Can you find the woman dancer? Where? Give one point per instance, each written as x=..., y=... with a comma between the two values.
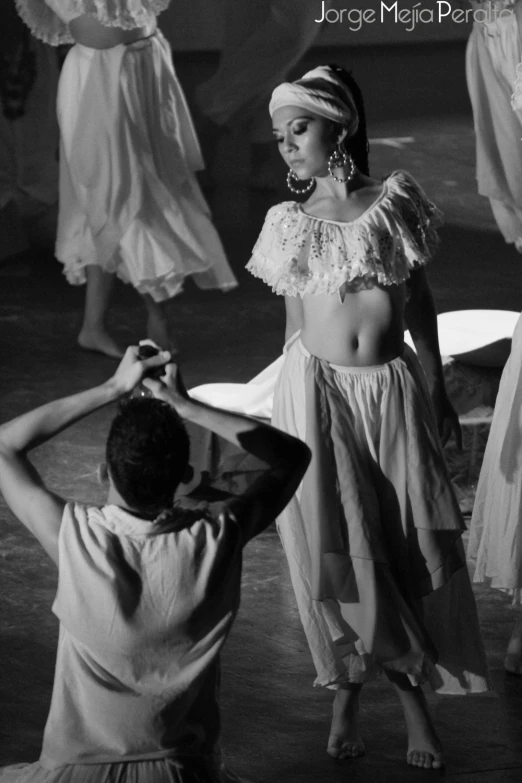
x=129, y=201
x=496, y=524
x=494, y=50
x=373, y=536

********************

## Work to be completed
Give back the entries verbatim. Do not include any picture.

## Exercise output
Can you find the woman dancer? Where? Give one point per instance, each written as x=..., y=... with a comma between the two values.
x=129, y=201
x=496, y=524
x=494, y=50
x=373, y=536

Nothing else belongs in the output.